■ Tarefa a realizar
Responda a estas perguntas com base no texto sobre a doutorite:
1. Em que área é apresentada como recém-formada a personagem principal de Os Maias?
2. A que regime atribui o texto a generalização do tratamento por títulos académicos?
3. Em França, quem fica excluído do tratamento por Monsieur ou Madame?

■ Texto de leitura
Sobre um caso de doutorite aguda
Será que a doença portuguesa de doutorite constitui herança de uma sociedade em que a pobreza e a iliteracia eram generalizadas? Uma sociedade predominantemente rural onde o estatuto ainda não tinha sido substituído pelo contracto? Há quem pensa que sim. Mas se formos ver os romances do século XIX encontramos uma situação surpreendente.
Tomemos por exemplo Os Maias de Eça. A personagem principal, Carlos de Maia, é apresentada logo no princípio do livro como recém-formado em medicina. Ao longo do livro é sempre tratado como Senhor Carlos da Maia (ou Vossa Excelência pelos inferiores). De facto, ninguém no livro é tratado por doutor, engenheiro ou qualquer outro título académico. A generalização dessa prática foi obra da Primeira República e somos levados a concluir que os doutores, engenheiros etc., vieram a substituir os titulares da antiga nobreza. Apesar do proclamado apego ao ideal da igualdade, parece evidente que os ‘desagradáveis doutores da República’ (como lhes chamou Vasco Pulido Valente) não conseguiram resistir ao apelo da hierarquização da vida social. Nem os juristas e tecnocratas do Estado Novo. E, ainda menos, os seus sucessores no ‘Portugal de Abril’.
No mínimo, temos a sorte de não termos copiado os alemães onde as mulheres adquirem, por casamento, o título do marido. Mas tinha sido mais simples se tivéssemos imitado os franceses onde toda a gente salvo os médicos é Monsieur ou Madame.
Nas actuais circunstâncias portuguesas o caso da Grã-Bretanha tem alguma pertinência. Entre os ingleses ninguém fora da universidade liga aos títulos académicos. Como em França, só o médico é doutor enquanto um médico-cirurgião inglês tem muita honra em ser tratado por Mr. Em Portugal até os comunistas apreciam ter um doutor como presidênte de uma câmara alentejana; os britânicos querem lá saber.

■ Dados de origem
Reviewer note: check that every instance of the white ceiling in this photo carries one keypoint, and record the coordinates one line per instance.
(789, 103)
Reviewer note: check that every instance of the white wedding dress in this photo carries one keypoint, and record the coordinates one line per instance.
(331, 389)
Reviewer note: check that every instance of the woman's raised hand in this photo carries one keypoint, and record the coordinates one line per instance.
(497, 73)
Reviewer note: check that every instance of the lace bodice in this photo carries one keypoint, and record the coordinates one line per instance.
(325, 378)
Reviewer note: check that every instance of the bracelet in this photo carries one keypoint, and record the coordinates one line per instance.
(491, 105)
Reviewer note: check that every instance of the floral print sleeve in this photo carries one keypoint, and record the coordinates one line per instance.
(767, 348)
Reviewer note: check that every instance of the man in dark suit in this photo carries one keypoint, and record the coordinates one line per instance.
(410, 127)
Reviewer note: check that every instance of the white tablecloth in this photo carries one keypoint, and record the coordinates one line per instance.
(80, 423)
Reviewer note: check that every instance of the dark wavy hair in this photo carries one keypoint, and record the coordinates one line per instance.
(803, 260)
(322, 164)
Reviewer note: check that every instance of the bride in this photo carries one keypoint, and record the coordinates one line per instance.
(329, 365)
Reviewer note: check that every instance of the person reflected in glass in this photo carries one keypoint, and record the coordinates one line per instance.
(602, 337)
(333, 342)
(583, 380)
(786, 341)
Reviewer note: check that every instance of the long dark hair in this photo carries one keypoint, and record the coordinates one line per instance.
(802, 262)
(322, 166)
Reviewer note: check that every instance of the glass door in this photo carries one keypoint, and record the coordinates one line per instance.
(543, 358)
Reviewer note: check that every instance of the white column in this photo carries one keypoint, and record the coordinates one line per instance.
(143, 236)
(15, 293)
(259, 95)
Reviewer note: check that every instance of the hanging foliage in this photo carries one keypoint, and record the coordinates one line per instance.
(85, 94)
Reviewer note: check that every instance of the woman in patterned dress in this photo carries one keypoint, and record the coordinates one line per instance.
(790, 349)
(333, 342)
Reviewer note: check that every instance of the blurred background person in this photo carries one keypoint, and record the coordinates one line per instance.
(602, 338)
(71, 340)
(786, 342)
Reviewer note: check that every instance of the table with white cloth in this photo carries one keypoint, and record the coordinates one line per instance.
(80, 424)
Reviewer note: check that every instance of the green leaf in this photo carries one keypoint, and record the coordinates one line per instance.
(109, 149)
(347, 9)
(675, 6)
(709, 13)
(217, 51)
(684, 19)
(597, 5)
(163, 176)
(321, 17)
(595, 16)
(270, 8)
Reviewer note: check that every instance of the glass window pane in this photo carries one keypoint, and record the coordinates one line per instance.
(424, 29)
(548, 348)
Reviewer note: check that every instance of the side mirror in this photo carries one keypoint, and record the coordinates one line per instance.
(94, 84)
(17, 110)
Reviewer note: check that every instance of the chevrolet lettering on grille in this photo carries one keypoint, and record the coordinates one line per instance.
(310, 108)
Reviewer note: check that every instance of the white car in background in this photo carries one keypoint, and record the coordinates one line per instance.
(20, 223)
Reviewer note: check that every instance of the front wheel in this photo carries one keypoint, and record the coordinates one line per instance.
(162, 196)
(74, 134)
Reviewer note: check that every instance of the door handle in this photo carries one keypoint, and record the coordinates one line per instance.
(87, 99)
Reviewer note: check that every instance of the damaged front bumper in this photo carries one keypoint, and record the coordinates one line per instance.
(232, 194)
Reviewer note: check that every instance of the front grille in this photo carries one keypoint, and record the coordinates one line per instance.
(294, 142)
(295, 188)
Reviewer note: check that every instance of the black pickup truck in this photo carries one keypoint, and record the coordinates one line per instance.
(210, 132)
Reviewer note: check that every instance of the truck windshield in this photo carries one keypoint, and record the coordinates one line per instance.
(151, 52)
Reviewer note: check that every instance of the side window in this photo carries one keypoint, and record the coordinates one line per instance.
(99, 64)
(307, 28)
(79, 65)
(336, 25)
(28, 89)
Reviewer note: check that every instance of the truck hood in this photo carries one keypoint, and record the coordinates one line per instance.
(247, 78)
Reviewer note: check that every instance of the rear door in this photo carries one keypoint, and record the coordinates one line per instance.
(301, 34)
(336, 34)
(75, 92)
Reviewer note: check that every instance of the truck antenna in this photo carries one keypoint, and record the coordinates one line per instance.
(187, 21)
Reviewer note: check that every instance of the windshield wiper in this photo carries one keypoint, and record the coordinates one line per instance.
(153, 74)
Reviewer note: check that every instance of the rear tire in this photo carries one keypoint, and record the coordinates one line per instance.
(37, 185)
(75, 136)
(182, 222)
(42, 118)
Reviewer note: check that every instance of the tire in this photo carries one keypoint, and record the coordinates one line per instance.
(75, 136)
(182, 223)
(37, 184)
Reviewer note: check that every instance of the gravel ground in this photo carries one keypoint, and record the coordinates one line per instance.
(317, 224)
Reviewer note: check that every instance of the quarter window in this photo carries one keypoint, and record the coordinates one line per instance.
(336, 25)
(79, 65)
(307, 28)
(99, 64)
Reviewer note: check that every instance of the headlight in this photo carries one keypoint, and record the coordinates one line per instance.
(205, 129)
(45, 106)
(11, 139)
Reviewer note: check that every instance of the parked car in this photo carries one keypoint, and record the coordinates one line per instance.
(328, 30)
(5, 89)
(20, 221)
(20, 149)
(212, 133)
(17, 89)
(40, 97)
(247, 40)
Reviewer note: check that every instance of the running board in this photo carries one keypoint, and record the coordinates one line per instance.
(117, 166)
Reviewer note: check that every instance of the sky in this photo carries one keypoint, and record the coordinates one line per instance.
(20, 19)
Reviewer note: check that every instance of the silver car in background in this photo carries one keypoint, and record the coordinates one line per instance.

■ Resposta
1. Em medicina.
2. À Primeira República.
3. Os médicos.